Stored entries
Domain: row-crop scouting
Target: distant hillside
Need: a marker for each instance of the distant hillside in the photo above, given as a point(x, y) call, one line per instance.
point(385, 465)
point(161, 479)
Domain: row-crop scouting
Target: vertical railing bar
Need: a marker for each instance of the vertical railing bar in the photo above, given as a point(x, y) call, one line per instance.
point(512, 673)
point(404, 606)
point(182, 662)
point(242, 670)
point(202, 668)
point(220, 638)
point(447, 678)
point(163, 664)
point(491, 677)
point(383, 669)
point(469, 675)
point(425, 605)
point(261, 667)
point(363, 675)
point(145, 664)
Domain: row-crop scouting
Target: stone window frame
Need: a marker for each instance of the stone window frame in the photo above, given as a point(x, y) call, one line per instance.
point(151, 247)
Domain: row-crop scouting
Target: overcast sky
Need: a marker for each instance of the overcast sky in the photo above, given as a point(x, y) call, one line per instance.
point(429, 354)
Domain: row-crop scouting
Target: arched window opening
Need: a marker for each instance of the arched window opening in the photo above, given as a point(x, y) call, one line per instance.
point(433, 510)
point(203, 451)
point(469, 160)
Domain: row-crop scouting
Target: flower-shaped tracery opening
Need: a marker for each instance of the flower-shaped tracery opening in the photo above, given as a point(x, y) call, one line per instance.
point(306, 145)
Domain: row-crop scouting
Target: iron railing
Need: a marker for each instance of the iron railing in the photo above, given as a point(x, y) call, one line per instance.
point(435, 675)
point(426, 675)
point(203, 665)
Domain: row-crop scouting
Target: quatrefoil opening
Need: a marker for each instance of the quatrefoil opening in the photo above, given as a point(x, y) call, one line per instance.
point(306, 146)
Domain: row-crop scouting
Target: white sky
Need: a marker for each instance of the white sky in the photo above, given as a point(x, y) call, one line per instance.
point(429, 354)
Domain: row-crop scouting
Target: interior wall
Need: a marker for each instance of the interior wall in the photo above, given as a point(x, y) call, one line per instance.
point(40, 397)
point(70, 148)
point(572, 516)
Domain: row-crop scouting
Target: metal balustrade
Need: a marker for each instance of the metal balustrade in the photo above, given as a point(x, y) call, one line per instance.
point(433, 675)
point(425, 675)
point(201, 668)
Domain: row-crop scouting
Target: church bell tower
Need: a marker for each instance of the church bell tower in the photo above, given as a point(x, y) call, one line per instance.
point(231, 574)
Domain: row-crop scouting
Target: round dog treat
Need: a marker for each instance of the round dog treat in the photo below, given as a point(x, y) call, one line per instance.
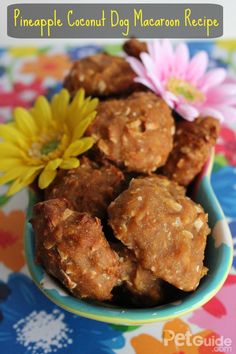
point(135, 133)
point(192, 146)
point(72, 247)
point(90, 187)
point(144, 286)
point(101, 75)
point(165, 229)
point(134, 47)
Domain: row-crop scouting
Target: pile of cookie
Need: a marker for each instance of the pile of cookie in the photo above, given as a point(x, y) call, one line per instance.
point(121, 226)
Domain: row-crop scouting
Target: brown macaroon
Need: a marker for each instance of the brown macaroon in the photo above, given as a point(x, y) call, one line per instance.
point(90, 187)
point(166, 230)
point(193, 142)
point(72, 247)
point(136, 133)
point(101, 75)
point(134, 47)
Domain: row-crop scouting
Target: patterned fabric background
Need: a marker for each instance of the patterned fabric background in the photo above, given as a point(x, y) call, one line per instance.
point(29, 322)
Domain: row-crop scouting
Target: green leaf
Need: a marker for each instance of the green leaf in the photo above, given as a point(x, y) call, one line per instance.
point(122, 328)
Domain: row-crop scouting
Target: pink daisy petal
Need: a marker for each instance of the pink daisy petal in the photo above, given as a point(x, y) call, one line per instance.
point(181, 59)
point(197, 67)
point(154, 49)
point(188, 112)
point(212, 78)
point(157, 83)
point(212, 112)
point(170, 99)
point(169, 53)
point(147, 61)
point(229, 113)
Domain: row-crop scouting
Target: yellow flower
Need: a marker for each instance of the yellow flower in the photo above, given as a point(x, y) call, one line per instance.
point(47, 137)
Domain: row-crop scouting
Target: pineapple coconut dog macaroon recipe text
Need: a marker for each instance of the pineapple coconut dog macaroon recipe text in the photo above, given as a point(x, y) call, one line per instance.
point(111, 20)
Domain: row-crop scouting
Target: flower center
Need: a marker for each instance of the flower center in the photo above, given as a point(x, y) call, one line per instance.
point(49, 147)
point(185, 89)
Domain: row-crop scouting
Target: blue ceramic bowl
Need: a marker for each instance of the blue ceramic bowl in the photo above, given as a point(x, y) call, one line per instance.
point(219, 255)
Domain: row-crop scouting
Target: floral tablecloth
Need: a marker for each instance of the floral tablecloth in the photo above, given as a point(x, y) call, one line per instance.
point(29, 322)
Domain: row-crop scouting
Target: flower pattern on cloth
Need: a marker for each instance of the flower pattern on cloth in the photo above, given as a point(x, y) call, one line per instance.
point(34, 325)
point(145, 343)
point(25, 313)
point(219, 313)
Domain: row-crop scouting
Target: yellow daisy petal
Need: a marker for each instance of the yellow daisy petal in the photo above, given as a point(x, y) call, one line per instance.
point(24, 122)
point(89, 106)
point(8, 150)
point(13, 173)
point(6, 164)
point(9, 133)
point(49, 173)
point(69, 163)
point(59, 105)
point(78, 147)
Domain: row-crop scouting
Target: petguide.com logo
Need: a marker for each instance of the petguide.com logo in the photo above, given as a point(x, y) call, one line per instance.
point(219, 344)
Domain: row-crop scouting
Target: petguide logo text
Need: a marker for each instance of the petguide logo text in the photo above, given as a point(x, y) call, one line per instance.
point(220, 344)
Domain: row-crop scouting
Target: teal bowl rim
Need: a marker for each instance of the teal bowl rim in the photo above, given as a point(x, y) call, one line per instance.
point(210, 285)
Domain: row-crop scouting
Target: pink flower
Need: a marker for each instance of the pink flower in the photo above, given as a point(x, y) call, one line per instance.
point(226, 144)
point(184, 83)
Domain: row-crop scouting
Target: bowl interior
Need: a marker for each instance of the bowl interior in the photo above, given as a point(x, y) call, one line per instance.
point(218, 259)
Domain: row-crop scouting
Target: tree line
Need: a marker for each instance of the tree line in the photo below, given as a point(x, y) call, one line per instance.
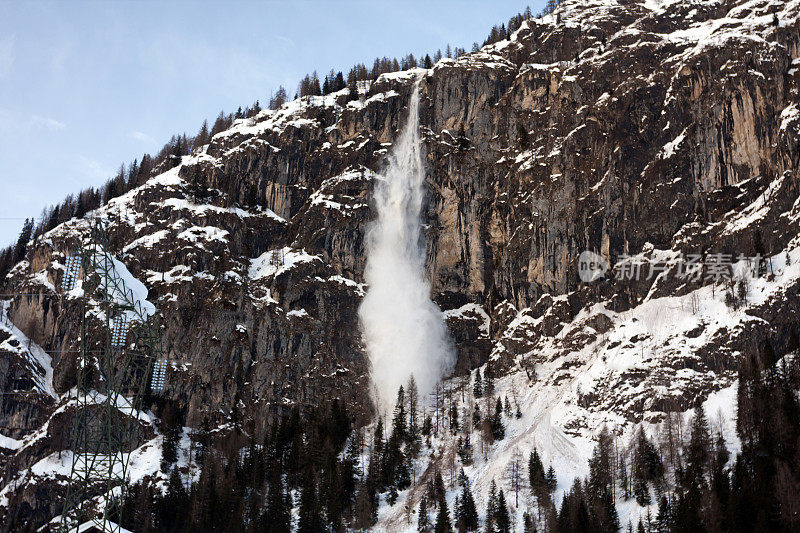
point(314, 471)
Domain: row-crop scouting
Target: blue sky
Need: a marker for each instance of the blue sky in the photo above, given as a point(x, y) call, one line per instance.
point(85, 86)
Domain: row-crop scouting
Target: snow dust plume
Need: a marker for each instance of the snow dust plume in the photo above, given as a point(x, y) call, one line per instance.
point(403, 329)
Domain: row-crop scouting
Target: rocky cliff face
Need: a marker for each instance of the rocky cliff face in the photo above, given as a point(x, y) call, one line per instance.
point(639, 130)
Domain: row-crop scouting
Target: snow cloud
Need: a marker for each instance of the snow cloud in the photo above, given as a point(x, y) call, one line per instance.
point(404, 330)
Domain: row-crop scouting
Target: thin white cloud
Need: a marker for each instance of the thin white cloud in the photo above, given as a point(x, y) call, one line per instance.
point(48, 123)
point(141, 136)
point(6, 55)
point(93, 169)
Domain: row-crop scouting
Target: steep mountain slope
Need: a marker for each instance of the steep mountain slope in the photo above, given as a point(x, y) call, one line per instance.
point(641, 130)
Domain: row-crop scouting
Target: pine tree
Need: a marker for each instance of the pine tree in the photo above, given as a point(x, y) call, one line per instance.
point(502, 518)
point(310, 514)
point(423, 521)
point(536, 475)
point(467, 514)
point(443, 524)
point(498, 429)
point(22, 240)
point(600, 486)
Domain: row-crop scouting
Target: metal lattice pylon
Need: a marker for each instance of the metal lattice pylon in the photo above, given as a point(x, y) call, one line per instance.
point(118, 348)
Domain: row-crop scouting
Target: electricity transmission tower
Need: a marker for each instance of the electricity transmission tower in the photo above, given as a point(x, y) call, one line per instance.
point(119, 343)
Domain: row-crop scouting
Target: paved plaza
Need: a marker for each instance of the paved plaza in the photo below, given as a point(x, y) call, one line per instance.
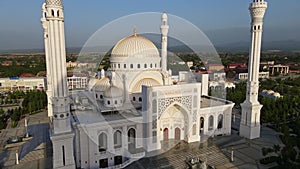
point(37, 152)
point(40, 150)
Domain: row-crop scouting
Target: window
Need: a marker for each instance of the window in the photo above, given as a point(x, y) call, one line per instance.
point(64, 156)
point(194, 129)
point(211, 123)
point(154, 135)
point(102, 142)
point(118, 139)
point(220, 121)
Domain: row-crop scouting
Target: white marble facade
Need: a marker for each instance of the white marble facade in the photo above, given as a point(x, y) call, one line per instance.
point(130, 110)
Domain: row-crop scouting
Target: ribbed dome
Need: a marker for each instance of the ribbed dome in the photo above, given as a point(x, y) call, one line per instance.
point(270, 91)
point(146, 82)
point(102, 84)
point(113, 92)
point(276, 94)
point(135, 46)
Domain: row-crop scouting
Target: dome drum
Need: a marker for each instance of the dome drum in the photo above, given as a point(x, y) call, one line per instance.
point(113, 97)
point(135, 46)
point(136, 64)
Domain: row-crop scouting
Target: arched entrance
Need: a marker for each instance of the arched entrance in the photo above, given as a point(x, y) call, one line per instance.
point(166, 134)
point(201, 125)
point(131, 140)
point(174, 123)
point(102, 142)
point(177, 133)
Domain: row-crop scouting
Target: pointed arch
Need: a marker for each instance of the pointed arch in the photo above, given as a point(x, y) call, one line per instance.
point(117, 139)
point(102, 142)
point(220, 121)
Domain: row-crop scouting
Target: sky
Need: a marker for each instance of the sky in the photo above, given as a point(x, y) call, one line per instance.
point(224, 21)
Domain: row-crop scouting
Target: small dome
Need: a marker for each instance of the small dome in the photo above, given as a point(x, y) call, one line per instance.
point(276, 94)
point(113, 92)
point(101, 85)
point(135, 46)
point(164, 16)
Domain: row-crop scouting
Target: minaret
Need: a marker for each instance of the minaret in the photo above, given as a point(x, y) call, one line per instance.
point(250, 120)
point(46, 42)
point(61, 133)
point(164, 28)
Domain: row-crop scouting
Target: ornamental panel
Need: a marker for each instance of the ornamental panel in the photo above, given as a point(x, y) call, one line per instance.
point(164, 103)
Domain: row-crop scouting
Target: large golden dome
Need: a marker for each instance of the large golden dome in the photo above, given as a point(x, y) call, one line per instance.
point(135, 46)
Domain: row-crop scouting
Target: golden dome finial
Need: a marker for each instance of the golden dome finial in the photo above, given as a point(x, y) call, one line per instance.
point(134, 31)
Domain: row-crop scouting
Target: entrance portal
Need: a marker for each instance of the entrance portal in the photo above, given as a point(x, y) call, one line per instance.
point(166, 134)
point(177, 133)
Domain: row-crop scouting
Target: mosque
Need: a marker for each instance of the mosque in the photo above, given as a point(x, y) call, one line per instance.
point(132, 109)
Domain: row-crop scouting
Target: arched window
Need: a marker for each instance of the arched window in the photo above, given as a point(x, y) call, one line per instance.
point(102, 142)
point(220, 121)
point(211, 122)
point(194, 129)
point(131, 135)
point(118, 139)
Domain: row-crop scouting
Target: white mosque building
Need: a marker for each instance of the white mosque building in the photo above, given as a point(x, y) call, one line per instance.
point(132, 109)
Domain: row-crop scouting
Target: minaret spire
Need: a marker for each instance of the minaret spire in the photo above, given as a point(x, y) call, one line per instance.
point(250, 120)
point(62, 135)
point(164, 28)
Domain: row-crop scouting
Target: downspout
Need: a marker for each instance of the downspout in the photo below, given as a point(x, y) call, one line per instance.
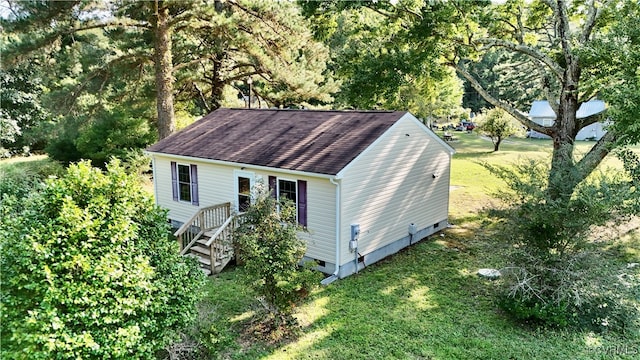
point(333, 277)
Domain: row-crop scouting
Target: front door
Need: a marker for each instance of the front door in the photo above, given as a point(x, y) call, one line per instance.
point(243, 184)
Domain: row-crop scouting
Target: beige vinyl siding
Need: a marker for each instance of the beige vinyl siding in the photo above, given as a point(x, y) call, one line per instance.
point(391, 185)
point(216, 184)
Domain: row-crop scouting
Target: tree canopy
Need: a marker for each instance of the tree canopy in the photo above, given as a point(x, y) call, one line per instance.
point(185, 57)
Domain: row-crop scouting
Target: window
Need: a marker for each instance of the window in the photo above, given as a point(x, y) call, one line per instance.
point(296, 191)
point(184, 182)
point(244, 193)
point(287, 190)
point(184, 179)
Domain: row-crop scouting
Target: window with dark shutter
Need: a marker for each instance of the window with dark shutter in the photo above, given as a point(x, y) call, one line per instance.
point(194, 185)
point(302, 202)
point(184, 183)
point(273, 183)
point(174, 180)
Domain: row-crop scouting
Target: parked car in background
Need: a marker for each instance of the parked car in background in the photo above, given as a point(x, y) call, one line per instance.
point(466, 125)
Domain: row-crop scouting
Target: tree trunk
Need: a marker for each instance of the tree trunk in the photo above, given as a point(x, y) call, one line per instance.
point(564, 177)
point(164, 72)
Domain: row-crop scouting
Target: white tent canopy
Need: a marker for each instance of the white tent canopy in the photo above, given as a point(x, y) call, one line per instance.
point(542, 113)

> Aim: Convert the lines from the first one above through the line containing "point(161, 479)" into a numbered list, omitting any blank lines.

> Written answer:
1. Domain: row-crop scouting
2. Target: distant hillside
3. Need: a marker for each instance of the distant hillside in the photo above, given as a point(x, y) call, one line per instance.
4. point(385, 465)
5. point(161, 479)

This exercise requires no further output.